Write out, unchanged, everything from the line that contains "the man's eye" down to the end of the rows below.

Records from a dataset
※

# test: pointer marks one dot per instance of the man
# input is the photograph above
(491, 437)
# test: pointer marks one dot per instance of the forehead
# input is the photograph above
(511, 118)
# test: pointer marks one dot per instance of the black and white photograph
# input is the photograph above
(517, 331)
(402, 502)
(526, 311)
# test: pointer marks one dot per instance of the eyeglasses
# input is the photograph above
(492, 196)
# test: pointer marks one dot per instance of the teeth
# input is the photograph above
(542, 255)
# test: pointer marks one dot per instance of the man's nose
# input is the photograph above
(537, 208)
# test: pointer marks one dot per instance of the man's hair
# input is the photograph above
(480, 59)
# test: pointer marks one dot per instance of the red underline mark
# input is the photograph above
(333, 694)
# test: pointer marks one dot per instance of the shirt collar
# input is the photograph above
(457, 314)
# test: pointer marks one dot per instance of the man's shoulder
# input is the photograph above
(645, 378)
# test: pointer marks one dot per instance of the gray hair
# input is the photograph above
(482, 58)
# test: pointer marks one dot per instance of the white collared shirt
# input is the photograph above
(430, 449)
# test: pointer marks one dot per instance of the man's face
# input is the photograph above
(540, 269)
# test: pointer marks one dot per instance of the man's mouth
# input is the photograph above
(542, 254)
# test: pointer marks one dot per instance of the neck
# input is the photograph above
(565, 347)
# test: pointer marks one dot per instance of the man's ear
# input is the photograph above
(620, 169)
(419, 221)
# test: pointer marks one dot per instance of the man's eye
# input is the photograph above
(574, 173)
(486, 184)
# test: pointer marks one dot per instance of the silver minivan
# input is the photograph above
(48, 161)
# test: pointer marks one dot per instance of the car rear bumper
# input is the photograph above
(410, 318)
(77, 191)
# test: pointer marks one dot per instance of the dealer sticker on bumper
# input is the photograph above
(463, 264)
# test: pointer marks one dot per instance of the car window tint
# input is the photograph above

※

**Complete answer**
# test: pointer marks one dot per instance of the man's eye
# input is the photograph above
(574, 173)
(486, 184)
# test: pointer marks one dot per instance of the silver minivan
# input is the photograph above
(48, 161)
# test: pointer marks one dot per instance of the car rear bumper
# input is the photograph above
(410, 318)
(77, 191)
# test: pointer marks one dot per instance of the dealer sticker on bumper
# input is the photograph above
(463, 264)
# test: pointer marks one dot per instance of the car window tint
# input is the photograph above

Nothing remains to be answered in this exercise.